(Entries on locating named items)
## begin

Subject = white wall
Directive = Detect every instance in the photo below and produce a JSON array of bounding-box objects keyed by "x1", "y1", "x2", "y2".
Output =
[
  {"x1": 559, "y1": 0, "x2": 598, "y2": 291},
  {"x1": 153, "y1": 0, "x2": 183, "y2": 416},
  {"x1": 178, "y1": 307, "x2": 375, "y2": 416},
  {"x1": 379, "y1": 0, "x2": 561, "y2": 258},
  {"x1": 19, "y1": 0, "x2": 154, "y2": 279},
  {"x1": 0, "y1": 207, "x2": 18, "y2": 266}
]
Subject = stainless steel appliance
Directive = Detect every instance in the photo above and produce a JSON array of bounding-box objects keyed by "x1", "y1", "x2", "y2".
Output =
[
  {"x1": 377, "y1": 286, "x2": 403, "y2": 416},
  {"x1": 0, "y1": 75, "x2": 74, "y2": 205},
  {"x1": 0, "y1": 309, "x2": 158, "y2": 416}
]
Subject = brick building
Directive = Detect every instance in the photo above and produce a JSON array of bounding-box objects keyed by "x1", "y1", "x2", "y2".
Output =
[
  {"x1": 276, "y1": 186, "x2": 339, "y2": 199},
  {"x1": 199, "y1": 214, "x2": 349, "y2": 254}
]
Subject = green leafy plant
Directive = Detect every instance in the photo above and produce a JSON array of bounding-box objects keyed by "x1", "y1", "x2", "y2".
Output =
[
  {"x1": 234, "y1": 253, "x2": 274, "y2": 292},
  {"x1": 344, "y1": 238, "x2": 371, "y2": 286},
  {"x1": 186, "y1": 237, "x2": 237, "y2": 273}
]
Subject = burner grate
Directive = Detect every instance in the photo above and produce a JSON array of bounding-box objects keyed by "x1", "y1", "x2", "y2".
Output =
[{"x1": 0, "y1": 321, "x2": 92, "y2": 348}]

## end
## begin

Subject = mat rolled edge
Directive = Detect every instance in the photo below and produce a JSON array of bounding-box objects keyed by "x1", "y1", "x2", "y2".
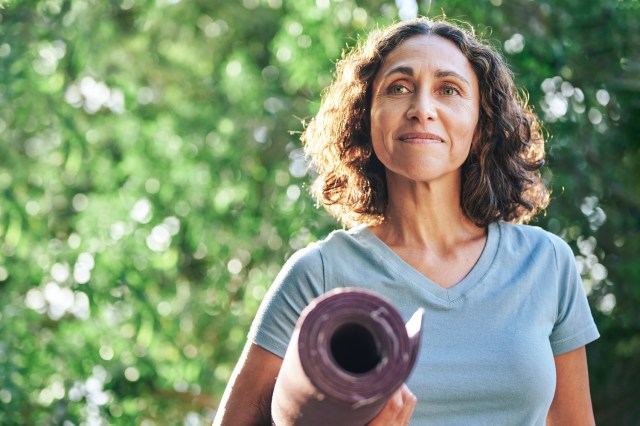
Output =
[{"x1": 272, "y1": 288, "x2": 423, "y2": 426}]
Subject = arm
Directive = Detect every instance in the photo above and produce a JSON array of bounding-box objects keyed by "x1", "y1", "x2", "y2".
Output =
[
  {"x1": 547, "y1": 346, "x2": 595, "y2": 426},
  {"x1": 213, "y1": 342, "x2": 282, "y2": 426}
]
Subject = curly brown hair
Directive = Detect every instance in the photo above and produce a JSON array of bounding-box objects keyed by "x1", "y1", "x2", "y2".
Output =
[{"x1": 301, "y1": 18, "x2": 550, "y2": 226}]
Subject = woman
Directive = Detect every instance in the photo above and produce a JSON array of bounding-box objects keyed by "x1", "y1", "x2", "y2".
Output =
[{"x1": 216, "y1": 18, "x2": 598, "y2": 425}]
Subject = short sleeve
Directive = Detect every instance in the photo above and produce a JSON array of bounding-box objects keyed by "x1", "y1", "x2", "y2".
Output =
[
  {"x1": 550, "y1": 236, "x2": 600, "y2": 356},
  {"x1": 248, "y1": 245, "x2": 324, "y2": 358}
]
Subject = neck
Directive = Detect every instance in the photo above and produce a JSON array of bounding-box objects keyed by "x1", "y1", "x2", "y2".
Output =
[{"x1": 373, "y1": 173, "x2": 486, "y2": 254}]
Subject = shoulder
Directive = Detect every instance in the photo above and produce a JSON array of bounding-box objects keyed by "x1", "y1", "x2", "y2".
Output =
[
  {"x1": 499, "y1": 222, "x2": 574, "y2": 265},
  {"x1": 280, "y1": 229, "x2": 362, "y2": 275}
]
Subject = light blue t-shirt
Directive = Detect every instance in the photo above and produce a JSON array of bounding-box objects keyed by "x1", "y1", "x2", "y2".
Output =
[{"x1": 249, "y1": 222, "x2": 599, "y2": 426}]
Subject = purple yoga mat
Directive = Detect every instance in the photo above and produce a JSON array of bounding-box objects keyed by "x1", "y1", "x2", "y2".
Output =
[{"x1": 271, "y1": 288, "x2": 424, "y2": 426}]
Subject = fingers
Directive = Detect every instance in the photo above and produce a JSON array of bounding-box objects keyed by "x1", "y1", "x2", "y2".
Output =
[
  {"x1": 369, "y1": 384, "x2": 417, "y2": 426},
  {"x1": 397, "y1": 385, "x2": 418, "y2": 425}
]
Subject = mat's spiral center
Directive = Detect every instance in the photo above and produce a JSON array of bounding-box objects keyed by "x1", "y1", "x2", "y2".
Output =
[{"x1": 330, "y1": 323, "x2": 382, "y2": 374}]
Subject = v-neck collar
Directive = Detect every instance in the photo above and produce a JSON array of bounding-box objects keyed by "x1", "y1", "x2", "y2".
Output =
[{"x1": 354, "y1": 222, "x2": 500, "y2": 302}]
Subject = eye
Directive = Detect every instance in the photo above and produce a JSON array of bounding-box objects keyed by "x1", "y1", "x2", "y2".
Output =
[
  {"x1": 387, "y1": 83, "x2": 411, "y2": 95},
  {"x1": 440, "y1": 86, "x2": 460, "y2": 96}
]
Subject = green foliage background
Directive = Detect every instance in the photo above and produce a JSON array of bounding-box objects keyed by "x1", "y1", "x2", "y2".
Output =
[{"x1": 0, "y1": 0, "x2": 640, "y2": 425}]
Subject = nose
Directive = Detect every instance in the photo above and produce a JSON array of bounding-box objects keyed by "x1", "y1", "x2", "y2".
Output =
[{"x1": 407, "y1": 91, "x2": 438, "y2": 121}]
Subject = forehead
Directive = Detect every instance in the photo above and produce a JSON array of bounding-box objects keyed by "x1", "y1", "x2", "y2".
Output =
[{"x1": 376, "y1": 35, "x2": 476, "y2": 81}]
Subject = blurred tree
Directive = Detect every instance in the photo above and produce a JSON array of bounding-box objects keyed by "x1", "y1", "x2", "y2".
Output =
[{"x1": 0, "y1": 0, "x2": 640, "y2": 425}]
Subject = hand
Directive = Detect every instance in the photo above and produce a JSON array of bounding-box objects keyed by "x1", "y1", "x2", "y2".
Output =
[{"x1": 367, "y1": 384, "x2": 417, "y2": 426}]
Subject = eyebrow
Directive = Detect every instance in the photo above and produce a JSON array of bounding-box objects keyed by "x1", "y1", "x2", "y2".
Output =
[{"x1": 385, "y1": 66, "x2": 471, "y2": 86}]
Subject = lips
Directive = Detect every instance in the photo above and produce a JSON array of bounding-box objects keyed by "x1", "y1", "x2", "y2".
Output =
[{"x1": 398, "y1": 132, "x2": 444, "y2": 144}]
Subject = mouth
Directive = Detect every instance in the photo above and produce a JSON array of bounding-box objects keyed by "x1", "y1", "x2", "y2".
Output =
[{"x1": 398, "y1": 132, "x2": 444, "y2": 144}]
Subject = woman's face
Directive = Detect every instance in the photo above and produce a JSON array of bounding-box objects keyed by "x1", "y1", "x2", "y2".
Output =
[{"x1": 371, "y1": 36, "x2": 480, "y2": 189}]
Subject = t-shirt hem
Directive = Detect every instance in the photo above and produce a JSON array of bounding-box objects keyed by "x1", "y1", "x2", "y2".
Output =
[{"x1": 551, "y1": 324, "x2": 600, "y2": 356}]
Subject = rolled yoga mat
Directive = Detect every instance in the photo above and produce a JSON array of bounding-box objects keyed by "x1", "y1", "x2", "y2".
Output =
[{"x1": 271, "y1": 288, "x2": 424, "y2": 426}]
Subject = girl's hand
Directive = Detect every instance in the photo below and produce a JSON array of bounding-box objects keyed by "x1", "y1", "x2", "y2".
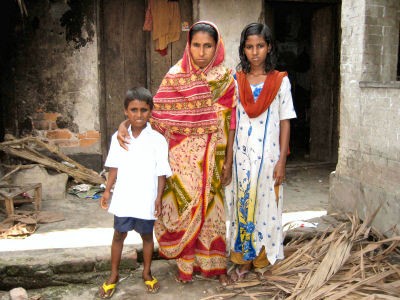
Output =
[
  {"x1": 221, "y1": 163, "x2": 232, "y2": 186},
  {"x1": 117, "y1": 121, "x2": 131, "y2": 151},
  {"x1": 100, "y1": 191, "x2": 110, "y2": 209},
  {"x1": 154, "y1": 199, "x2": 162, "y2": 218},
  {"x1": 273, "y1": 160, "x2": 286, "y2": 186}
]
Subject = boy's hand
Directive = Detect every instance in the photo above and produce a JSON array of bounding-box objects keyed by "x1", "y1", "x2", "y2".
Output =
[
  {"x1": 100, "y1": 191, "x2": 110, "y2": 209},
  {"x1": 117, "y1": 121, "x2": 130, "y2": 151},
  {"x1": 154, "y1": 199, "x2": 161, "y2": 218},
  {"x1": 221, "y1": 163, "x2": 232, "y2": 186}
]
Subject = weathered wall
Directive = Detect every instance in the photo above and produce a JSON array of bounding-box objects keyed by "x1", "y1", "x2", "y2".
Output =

## end

■ Required task: Count the lines in the items above that contain the word "yoga", and give only that number.

■ Answer to the exercise: 2